Passage provided
· · · · · · ·

Saturday, July 9, 2011

Little rocks

When in doubt, I ask my sisters for advice. I'm fortunate that I have three sisters to turn to when I need help sorting out a problem. I think three is exactly the right number for me under the Goldilocks Rule of Siblings. One might be too hot, another too cold, but someone will always be j-u-s-t right. Since I've started dating again, I'm finding I need my sisters—all three of them—more than ever for guidance. (And yes, maybe if I'd asked more questions of them when I was younger, I wouldn't be going through this do-over now.)
   Recently, I asked my sister Mary how she knew her husband, David, was the right man for her. They've been married for more than thirty years now, and happily so, but when they met, they seemed to be very different people—not at all the couple I would have put together. Of course, I was only a kid at the time they met and married, so what did I know?  

It was the 4th of July, and Mary and I were exploring the creek at my parents' old farm. The house was razed last fall, and the property cleared of privet and brambles in hopes of finding a buyer for the acreage. Divested of its old ramshackle barns, fences and blackberry bramble, the property exuded a park-like quality and hardly resembled the place where we all grew up. We hadn't been there together since before our father died, but it was the 4th of July and we had come to shoot off fireworks, just as we had when we were kids.
   The landscape seemed to have shifted since we lived there decades ago. Mary and I tried to recall where the barns formerly stood, and wondered why the lofty, old pine tree by the bank, where we once caught catfish, looked so different. Instinctively, we began to hunt for colorful pieces of shale and crystals among the creek bed. I was six and she was fourteen, again.
   As the sun went down, the night's first fireworks popped nearby. I heard Jack's cries of delight. Earlier in the day, his Uncle Mike took him to the fireworks stand where they purchased half an arsenal to light up the night. In the distance, I heard my son shout, "That was awesome! Do it again!"
   Mary picked up an yellowish stone, like a tiny, cratered moon, and turned it over in her hand. "Here's a pretty one," she said.
   I took the rock and examined the shimmering slivers of crystal imbedded within its surface, reflecting the dying light of day. I had hoped to find a crystal for Jack like the ones we sometimes found in the creek bed. This one wasn't exactly what I was looking for, but it was interesting and pretty and it would do. I slipped in into my pocket.
Sisters playing in the creek, 1965.
From left: Katrina (8), Brigid (2), Gretchen (12) and Mary (10).
  "So how did you know when you met David that he was 'it'?" I asked "How do you know when you've met the right guy?"
   Mary bent low to pick up another rock. After a moment she let it fall back onto the ground. She stood up and stretched her back. "Well," she said. "I'm not sure. But I think when it's right, nothing else will matter."
  Another explosion erupted, and for a moment we looked up and watched the gray smoke drift slowly into the soft, pale light. Mary continued.

· · · · · · ·

[Region pointing data]
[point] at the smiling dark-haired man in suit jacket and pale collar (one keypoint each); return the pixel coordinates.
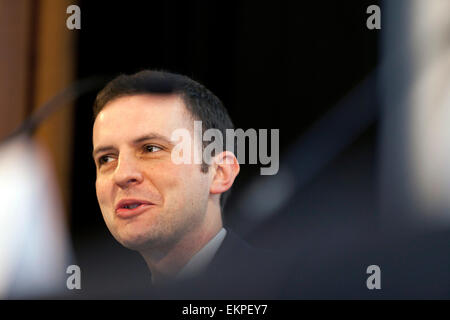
(171, 213)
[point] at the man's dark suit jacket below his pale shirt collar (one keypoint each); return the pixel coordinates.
(237, 271)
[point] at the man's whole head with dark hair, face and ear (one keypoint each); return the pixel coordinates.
(135, 117)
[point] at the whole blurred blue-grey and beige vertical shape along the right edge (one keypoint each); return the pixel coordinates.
(415, 79)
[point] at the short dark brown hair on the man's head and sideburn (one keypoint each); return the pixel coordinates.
(202, 104)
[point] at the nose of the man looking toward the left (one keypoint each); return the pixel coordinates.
(127, 172)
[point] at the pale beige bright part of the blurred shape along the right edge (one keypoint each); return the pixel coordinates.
(430, 105)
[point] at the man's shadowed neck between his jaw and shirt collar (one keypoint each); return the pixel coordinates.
(165, 263)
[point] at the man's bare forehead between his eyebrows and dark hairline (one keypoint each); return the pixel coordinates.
(131, 116)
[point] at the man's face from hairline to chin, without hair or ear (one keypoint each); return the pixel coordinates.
(147, 200)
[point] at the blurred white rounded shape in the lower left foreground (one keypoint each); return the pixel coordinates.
(34, 244)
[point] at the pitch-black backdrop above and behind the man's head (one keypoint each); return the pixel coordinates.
(274, 65)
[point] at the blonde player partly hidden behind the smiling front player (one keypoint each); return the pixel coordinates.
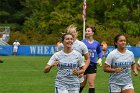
(77, 45)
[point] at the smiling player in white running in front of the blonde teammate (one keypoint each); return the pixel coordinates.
(70, 64)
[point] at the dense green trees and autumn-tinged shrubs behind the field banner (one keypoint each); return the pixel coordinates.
(43, 21)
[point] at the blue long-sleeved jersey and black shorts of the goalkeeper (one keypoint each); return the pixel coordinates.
(93, 49)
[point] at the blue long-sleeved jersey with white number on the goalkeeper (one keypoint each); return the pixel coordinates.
(93, 49)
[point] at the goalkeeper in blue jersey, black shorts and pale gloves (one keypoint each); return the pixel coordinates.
(93, 49)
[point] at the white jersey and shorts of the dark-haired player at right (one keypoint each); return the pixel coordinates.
(120, 81)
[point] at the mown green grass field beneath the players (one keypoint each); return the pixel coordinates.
(24, 74)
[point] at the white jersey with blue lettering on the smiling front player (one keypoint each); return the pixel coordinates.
(68, 62)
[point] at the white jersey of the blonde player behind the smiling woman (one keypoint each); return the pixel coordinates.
(77, 45)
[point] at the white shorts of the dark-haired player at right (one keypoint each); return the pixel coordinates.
(119, 88)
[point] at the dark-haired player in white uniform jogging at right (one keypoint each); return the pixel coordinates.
(119, 63)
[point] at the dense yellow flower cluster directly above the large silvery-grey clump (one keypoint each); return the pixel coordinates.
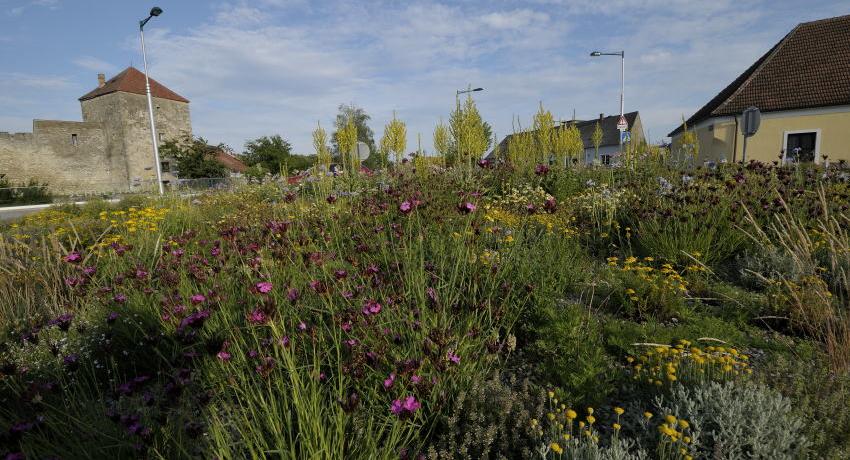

· · · · · · ·

Instructions
• 1. According to the blog post, who took Jack to the fireworks stand?
• 2. Does the blog post support each statement? (a) The house at the parents' farm was torn down last fall. (b) Mary and David have been married for under twenty years. (c) The narrator has three sisters.
• 3. Which sisters does the 1965 photo caption in the blog post name, and at what ages?
Nothing in the records is needed for this.

Answers to this exercise
• 1. His Uncle Mike.

• 2.
(a) Yes: "The house was razed last fall"
(b) No: "They've been married for more than thirty years now"
(c) Yes: "I have three sisters"

• 3. Katrina (8), Brigid (2), Gretchen (12), Mary (10)